* [Work request]:
The required answer is an exact copy of every entry underneath.

* [Material for the task]:
##########
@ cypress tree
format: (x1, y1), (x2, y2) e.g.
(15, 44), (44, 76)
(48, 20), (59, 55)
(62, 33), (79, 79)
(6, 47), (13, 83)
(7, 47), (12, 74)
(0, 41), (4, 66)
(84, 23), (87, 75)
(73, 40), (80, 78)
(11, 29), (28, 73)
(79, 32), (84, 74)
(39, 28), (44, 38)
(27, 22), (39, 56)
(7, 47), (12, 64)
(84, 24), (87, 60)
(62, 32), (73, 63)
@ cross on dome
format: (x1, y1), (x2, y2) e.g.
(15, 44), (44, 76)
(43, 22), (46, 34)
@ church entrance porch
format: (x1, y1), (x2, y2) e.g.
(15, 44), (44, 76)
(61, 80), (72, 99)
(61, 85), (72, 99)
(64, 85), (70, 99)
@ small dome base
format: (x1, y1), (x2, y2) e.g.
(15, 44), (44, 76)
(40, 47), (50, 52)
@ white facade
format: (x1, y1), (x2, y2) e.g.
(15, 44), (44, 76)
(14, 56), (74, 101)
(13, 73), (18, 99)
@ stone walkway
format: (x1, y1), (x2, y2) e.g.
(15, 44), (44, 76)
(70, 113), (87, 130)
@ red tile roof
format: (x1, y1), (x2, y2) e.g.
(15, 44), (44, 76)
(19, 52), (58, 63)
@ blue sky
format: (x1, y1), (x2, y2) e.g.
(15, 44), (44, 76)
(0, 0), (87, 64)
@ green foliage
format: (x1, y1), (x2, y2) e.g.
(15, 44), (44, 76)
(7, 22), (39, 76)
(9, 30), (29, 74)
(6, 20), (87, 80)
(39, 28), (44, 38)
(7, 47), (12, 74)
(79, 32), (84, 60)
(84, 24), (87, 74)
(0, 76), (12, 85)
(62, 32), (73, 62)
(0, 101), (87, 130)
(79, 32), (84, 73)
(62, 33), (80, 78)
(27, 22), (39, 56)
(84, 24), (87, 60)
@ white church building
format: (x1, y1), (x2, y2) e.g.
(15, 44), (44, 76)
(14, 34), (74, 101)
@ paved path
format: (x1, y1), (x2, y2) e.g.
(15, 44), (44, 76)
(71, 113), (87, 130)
##########
* [Exercise solution]:
@ cypress tree
format: (x1, y1), (x2, y2) e.g.
(15, 44), (44, 76)
(48, 20), (59, 55)
(62, 33), (79, 79)
(6, 47), (13, 83)
(7, 47), (12, 74)
(0, 41), (4, 66)
(84, 23), (87, 75)
(73, 40), (80, 78)
(11, 29), (28, 73)
(79, 32), (84, 74)
(39, 28), (44, 38)
(27, 22), (39, 56)
(7, 47), (12, 64)
(84, 24), (87, 60)
(62, 32), (73, 63)
@ cross on dome
format: (x1, y1), (x2, y2) e.g.
(15, 44), (44, 76)
(43, 22), (46, 34)
@ church entrance porch
format: (x1, y1), (x2, y2) e.g.
(15, 44), (44, 76)
(61, 80), (72, 99)
(61, 85), (72, 99)
(64, 85), (70, 99)
@ small dome base
format: (x1, y1), (x2, y2) e.g.
(15, 44), (44, 76)
(40, 47), (50, 52)
@ white facade
format: (x1, y1), (x2, y2) e.g.
(15, 44), (44, 76)
(14, 56), (74, 101)
(13, 73), (18, 99)
@ stone walkway
format: (x1, y1), (x2, y2) e.g.
(15, 44), (44, 76)
(70, 113), (87, 130)
@ red tile roof
format: (x1, y1), (x2, y2) e.g.
(15, 44), (44, 76)
(19, 52), (58, 63)
@ blue sky
format: (x1, y1), (x2, y2) e.g.
(15, 44), (44, 76)
(0, 0), (87, 64)
@ green foliage
format: (x1, y1), (x2, y2) e.g.
(15, 44), (44, 76)
(7, 22), (39, 76)
(9, 30), (29, 74)
(6, 20), (87, 80)
(39, 28), (44, 38)
(7, 47), (12, 74)
(79, 32), (84, 60)
(84, 24), (87, 74)
(0, 76), (12, 85)
(62, 32), (73, 62)
(0, 101), (87, 130)
(79, 32), (84, 73)
(62, 33), (80, 78)
(27, 22), (39, 56)
(84, 24), (87, 60)
@ white church building
format: (x1, y1), (x2, y2) e.g.
(15, 44), (44, 76)
(14, 34), (74, 101)
@ paved path
format: (x1, y1), (x2, y2) e.g.
(15, 44), (44, 76)
(71, 113), (87, 130)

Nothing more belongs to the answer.